§ TEXT FOR ANALYSIS
== == ==

- Born: 10 October 1935 Mohara, Rajnandgaon, Chhattisgarh, India
- Died: 27 July 2014 (aged 78) Raipur, Chhattisgarh, India
- Occupations: Actor Folk theatre artist
- Known for: Nacha folk theatre
- Awards: Padma Shri Sangeet Natak Akademi Award Tulsi Samman Dau Mandarji Samman

= Govind Ram Nirmalkar =

Indian actor (1935–2014)

Govind Ram Nirmalkar (1935–2014) was an Indian actor and folk theatre artist, known for his contributions to the Nacha folk theatre of Chhattisgarh. His portrayal of the protagonist in Charan Das Chor, a play by Habib Tanveer, won him critical acclaim. The Government of India awarded him the fourth highest civilian honour of the Padma Shri, in 2009, for his contributions to Arts. He was also a recipient of the 2012 Sangeet Natak Akademi Award.

== == ==

§ STORED DATA
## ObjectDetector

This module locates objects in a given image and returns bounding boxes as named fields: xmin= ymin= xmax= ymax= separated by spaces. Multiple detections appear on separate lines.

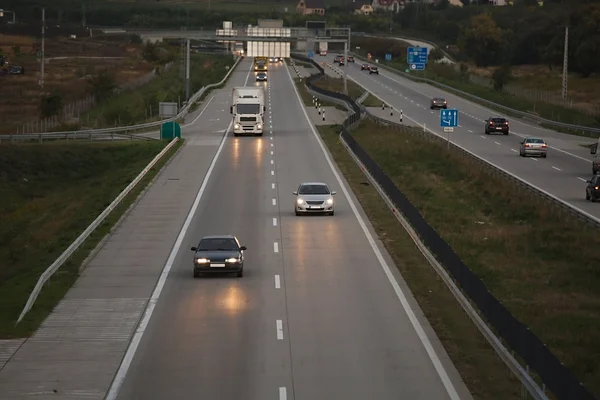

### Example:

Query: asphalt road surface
xmin=109 ymin=59 xmax=471 ymax=400
xmin=322 ymin=53 xmax=600 ymax=218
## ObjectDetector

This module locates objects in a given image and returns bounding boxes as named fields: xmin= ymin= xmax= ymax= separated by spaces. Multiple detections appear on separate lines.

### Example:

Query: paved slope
xmin=324 ymin=55 xmax=600 ymax=218
xmin=110 ymin=59 xmax=470 ymax=400
xmin=0 ymin=57 xmax=251 ymax=400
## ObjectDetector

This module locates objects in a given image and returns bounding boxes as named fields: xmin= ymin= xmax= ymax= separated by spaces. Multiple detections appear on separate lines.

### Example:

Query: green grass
xmin=82 ymin=54 xmax=235 ymax=128
xmin=332 ymin=121 xmax=600 ymax=398
xmin=0 ymin=141 xmax=181 ymax=339
xmin=317 ymin=126 xmax=520 ymax=400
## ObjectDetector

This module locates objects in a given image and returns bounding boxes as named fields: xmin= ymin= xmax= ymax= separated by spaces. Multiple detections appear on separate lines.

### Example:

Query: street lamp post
xmin=0 ymin=8 xmax=17 ymax=24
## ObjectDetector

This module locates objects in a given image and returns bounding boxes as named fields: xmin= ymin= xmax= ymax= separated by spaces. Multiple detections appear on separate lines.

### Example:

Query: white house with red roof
xmin=371 ymin=0 xmax=404 ymax=13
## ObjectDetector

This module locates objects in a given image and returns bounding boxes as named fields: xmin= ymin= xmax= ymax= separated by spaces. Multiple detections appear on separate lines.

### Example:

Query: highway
xmin=322 ymin=53 xmax=600 ymax=218
xmin=108 ymin=57 xmax=471 ymax=400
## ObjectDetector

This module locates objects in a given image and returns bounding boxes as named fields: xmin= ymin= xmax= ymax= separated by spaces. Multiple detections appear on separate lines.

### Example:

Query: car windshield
xmin=237 ymin=104 xmax=260 ymax=114
xmin=198 ymin=238 xmax=239 ymax=251
xmin=298 ymin=185 xmax=329 ymax=194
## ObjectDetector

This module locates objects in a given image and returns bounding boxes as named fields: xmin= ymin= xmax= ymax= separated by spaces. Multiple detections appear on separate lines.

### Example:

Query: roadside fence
xmin=293 ymin=55 xmax=600 ymax=400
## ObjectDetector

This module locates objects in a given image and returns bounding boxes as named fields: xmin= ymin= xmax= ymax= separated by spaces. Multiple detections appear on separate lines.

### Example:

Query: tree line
xmin=2 ymin=0 xmax=600 ymax=77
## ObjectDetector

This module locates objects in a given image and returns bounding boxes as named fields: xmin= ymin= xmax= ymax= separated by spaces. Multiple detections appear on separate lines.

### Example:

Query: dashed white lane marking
xmin=276 ymin=319 xmax=283 ymax=340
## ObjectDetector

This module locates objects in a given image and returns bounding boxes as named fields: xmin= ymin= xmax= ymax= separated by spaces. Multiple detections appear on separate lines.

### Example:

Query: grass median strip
xmin=318 ymin=126 xmax=520 ymax=399
xmin=0 ymin=141 xmax=181 ymax=339
xmin=324 ymin=121 xmax=600 ymax=395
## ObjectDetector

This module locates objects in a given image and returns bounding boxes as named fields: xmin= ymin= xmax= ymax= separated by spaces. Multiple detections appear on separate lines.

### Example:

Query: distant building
xmin=351 ymin=0 xmax=373 ymax=15
xmin=296 ymin=0 xmax=325 ymax=15
xmin=371 ymin=0 xmax=402 ymax=13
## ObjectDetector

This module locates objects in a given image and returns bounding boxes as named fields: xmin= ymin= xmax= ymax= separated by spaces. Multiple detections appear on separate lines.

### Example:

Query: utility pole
xmin=185 ymin=39 xmax=190 ymax=101
xmin=562 ymin=26 xmax=569 ymax=99
xmin=40 ymin=8 xmax=46 ymax=88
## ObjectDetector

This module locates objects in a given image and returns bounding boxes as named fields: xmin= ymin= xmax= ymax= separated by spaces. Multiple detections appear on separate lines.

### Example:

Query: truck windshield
xmin=237 ymin=104 xmax=260 ymax=114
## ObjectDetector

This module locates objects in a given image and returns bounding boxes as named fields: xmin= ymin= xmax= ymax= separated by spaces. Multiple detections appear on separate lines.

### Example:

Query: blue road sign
xmin=406 ymin=47 xmax=428 ymax=64
xmin=440 ymin=109 xmax=458 ymax=128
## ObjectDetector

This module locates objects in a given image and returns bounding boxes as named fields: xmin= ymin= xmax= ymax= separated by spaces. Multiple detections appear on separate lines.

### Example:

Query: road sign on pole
xmin=406 ymin=47 xmax=429 ymax=64
xmin=410 ymin=63 xmax=425 ymax=71
xmin=440 ymin=109 xmax=458 ymax=127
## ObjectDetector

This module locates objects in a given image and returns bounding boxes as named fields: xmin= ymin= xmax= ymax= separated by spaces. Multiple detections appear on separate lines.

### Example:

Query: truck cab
xmin=229 ymin=87 xmax=266 ymax=136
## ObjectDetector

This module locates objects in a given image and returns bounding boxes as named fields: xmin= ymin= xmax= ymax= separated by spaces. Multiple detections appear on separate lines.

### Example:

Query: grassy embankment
xmin=355 ymin=38 xmax=600 ymax=133
xmin=0 ymin=141 xmax=181 ymax=339
xmin=319 ymin=121 xmax=600 ymax=399
xmin=83 ymin=54 xmax=235 ymax=127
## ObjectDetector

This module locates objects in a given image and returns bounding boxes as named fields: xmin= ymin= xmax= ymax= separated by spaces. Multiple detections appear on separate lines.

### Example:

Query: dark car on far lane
xmin=585 ymin=175 xmax=600 ymax=203
xmin=485 ymin=117 xmax=509 ymax=135
xmin=192 ymin=235 xmax=246 ymax=278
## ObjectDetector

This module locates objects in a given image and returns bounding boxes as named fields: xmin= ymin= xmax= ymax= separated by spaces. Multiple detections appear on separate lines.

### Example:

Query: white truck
xmin=319 ymin=42 xmax=327 ymax=56
xmin=229 ymin=86 xmax=266 ymax=136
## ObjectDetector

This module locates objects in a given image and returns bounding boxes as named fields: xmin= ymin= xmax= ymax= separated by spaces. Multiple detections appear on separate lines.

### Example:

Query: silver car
xmin=294 ymin=182 xmax=335 ymax=215
xmin=519 ymin=137 xmax=548 ymax=158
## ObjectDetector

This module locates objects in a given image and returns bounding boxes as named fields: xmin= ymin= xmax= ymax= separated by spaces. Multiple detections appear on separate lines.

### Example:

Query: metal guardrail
xmin=17 ymin=57 xmax=241 ymax=324
xmin=9 ymin=57 xmax=243 ymax=136
xmin=349 ymin=52 xmax=600 ymax=138
xmin=0 ymin=132 xmax=159 ymax=143
xmin=17 ymin=138 xmax=179 ymax=324
xmin=290 ymin=57 xmax=600 ymax=400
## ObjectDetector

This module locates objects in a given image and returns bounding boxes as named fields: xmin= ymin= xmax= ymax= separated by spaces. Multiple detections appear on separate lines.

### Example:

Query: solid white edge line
xmin=105 ymin=120 xmax=233 ymax=400
xmin=286 ymin=60 xmax=460 ymax=400
xmin=275 ymin=275 xmax=281 ymax=289
xmin=275 ymin=319 xmax=283 ymax=340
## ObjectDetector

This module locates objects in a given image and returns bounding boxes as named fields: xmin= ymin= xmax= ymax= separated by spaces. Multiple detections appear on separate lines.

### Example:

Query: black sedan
xmin=192 ymin=235 xmax=246 ymax=278
xmin=585 ymin=175 xmax=600 ymax=203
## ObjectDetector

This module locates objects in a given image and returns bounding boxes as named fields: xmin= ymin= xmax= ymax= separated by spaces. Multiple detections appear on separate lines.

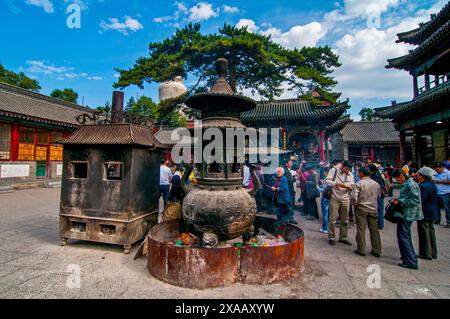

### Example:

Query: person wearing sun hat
xmin=417 ymin=167 xmax=439 ymax=260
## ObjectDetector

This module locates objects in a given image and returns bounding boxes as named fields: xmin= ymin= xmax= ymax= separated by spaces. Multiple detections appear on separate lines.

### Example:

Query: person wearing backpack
xmin=369 ymin=164 xmax=387 ymax=230
xmin=392 ymin=169 xmax=423 ymax=269
xmin=351 ymin=167 xmax=381 ymax=257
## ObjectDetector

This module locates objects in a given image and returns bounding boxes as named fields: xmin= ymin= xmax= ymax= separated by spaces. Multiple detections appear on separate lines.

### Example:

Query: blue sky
xmin=0 ymin=0 xmax=447 ymax=119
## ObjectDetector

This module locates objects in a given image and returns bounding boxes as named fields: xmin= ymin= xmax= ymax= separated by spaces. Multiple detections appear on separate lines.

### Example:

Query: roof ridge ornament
xmin=209 ymin=58 xmax=235 ymax=95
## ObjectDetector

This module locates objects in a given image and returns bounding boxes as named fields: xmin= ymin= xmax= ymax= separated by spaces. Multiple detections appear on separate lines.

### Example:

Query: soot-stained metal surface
xmin=59 ymin=92 xmax=161 ymax=253
xmin=147 ymin=216 xmax=304 ymax=289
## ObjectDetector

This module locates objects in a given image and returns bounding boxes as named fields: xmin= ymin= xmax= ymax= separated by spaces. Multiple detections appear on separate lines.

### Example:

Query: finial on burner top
xmin=216 ymin=58 xmax=228 ymax=78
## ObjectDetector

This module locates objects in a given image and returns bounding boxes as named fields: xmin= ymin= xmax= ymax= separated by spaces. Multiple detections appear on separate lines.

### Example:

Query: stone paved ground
xmin=0 ymin=188 xmax=450 ymax=298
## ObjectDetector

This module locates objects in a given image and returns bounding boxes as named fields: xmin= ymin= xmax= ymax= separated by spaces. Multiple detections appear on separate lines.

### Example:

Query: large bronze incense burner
xmin=146 ymin=59 xmax=303 ymax=289
xmin=183 ymin=59 xmax=256 ymax=244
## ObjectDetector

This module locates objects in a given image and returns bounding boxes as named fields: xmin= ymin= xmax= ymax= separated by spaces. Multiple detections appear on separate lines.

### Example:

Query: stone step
xmin=0 ymin=186 xmax=14 ymax=194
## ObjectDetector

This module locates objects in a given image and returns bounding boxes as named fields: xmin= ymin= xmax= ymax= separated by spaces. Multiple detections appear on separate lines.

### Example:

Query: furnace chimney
xmin=111 ymin=91 xmax=123 ymax=123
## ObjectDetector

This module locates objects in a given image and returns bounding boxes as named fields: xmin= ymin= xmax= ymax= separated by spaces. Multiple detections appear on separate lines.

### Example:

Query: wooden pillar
xmin=319 ymin=130 xmax=325 ymax=162
xmin=400 ymin=131 xmax=406 ymax=163
xmin=413 ymin=75 xmax=419 ymax=97
xmin=424 ymin=70 xmax=430 ymax=91
xmin=414 ymin=132 xmax=422 ymax=167
xmin=11 ymin=123 xmax=20 ymax=161
xmin=342 ymin=143 xmax=348 ymax=161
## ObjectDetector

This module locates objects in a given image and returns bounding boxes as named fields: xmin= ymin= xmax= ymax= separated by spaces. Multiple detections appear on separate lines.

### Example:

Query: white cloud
xmin=261 ymin=21 xmax=327 ymax=49
xmin=222 ymin=5 xmax=239 ymax=13
xmin=25 ymin=0 xmax=55 ymax=13
xmin=236 ymin=19 xmax=259 ymax=32
xmin=333 ymin=3 xmax=438 ymax=100
xmin=100 ymin=16 xmax=144 ymax=35
xmin=344 ymin=0 xmax=400 ymax=16
xmin=64 ymin=0 xmax=89 ymax=10
xmin=153 ymin=1 xmax=222 ymax=28
xmin=153 ymin=16 xmax=173 ymax=23
xmin=26 ymin=60 xmax=103 ymax=81
xmin=26 ymin=60 xmax=73 ymax=75
xmin=236 ymin=19 xmax=327 ymax=49
xmin=189 ymin=2 xmax=219 ymax=22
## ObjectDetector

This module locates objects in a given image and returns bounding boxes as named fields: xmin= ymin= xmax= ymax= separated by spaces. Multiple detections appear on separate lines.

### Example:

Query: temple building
xmin=0 ymin=83 xmax=94 ymax=191
xmin=375 ymin=2 xmax=450 ymax=165
xmin=332 ymin=121 xmax=409 ymax=166
xmin=241 ymin=99 xmax=349 ymax=162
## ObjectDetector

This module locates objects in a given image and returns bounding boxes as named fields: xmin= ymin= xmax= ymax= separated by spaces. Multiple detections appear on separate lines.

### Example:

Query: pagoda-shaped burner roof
xmin=186 ymin=58 xmax=256 ymax=118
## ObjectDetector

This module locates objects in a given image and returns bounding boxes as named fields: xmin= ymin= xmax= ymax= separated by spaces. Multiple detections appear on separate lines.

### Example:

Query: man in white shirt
xmin=159 ymin=159 xmax=172 ymax=208
xmin=325 ymin=161 xmax=354 ymax=246
xmin=242 ymin=165 xmax=251 ymax=188
xmin=433 ymin=163 xmax=450 ymax=228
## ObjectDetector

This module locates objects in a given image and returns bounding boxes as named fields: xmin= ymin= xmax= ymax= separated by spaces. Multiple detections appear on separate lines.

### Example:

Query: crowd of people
xmin=160 ymin=158 xmax=450 ymax=269
xmin=257 ymin=159 xmax=450 ymax=269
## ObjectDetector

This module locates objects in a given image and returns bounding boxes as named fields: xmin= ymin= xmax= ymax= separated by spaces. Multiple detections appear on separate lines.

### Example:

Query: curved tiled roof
xmin=396 ymin=1 xmax=450 ymax=45
xmin=0 ymin=83 xmax=94 ymax=127
xmin=386 ymin=21 xmax=450 ymax=70
xmin=341 ymin=121 xmax=399 ymax=144
xmin=59 ymin=124 xmax=161 ymax=147
xmin=374 ymin=81 xmax=450 ymax=119
xmin=326 ymin=115 xmax=353 ymax=135
xmin=241 ymin=99 xmax=348 ymax=125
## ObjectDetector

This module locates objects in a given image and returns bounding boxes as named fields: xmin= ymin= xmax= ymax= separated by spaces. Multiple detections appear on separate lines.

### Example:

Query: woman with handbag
xmin=392 ymin=169 xmax=423 ymax=269
xmin=303 ymin=165 xmax=320 ymax=220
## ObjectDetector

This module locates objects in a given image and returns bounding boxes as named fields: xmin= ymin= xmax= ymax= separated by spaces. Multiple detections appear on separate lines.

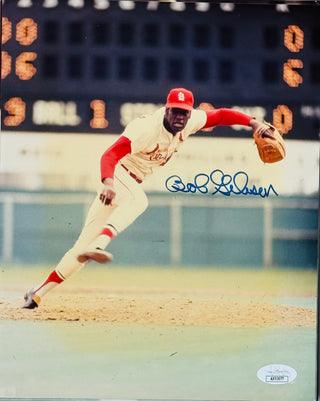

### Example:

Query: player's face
xmin=164 ymin=108 xmax=191 ymax=134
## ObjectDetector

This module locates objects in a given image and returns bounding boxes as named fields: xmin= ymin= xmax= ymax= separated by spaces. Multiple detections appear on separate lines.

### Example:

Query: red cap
xmin=166 ymin=88 xmax=194 ymax=110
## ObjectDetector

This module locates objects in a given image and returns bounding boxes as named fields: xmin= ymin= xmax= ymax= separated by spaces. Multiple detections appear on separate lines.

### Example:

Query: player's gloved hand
xmin=100 ymin=178 xmax=116 ymax=205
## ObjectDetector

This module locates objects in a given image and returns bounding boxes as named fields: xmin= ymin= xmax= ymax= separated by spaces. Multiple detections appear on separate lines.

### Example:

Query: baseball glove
xmin=253 ymin=121 xmax=286 ymax=163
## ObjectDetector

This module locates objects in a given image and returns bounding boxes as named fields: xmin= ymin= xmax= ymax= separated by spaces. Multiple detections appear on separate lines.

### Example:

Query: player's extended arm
xmin=100 ymin=136 xmax=131 ymax=205
xmin=202 ymin=108 xmax=254 ymax=128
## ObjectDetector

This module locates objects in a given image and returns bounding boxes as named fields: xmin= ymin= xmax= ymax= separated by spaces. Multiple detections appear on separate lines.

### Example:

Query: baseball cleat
xmin=77 ymin=248 xmax=113 ymax=263
xmin=22 ymin=289 xmax=41 ymax=309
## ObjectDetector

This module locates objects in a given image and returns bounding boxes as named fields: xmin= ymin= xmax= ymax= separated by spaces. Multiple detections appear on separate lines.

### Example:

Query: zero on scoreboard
xmin=1 ymin=1 xmax=320 ymax=139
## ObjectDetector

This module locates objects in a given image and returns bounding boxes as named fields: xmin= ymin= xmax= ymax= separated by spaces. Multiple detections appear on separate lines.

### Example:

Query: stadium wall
xmin=0 ymin=192 xmax=318 ymax=269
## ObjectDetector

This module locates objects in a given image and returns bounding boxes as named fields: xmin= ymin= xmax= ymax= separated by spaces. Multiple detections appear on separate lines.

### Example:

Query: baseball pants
xmin=56 ymin=164 xmax=148 ymax=278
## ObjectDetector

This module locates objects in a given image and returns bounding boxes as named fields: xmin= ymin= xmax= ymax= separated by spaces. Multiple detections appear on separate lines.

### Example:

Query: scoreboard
xmin=1 ymin=0 xmax=320 ymax=140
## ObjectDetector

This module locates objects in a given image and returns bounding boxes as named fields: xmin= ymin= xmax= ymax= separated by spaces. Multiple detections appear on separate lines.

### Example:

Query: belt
xmin=120 ymin=163 xmax=142 ymax=184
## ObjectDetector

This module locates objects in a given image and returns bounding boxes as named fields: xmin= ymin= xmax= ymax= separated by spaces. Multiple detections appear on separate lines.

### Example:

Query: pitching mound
xmin=0 ymin=269 xmax=316 ymax=327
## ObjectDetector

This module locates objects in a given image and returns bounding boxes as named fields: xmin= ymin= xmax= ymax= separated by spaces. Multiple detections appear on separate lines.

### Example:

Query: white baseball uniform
xmin=56 ymin=107 xmax=207 ymax=278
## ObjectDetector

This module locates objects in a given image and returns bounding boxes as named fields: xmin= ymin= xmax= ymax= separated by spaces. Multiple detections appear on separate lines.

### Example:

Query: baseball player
xmin=23 ymin=88 xmax=264 ymax=309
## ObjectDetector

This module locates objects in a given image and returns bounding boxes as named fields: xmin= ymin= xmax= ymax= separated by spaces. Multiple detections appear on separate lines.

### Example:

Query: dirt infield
xmin=0 ymin=267 xmax=316 ymax=327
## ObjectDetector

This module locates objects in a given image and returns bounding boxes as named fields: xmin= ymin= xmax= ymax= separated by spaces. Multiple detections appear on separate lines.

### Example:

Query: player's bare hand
xmin=100 ymin=178 xmax=116 ymax=205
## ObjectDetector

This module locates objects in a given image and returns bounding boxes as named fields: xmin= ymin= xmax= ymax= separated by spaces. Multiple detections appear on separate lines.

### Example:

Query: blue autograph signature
xmin=165 ymin=169 xmax=278 ymax=198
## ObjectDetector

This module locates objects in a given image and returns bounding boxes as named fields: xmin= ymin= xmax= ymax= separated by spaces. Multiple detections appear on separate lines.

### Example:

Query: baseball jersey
xmin=120 ymin=107 xmax=207 ymax=180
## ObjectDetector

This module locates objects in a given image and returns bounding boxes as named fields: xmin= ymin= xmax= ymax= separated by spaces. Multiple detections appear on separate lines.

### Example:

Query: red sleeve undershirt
xmin=202 ymin=108 xmax=254 ymax=128
xmin=100 ymin=108 xmax=253 ymax=181
xmin=100 ymin=136 xmax=131 ymax=181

== == ==

§ TASK ITEM A
Answer these questions about the text on Govind Ram Nirmalkar:
(i) In which city did he die?
(ii) What is the name of the play by Habib Tanveer in which he portrayed the protagonist?
(iii) In what year did he receive the Padma Shri?
§ TASK ITEM B
Rewrite the text on Govind Ram Nirmalkar between "Govind Ram Nirmalkar (1935–2014)" and "Natak Akademi Award.", inclusive, swapping "critical acclaim" for "wide praise".

§ WORKED SOLUTION A
(i) Raipur, Chhattisgarh, India
(ii) Charan Das Chor
(iii) 2009

§ WORKED SOLUTION B
Govind Ram Nirmalkar (1935–2014) was an Indian actor and folk theatre artist, known for his contributions to the Nacha folk theatre of Chhattisgarh. His portrayal of the protagonist in Charan Das Chor, a play by Habib Tanveer, won him wide praise. The Government of India awarded him the fourth highest civilian honour of the Padma Shri, in 2009, for his contributions to Arts. He was also a recipient of the 2012 Sangeet Natak Akademi Award.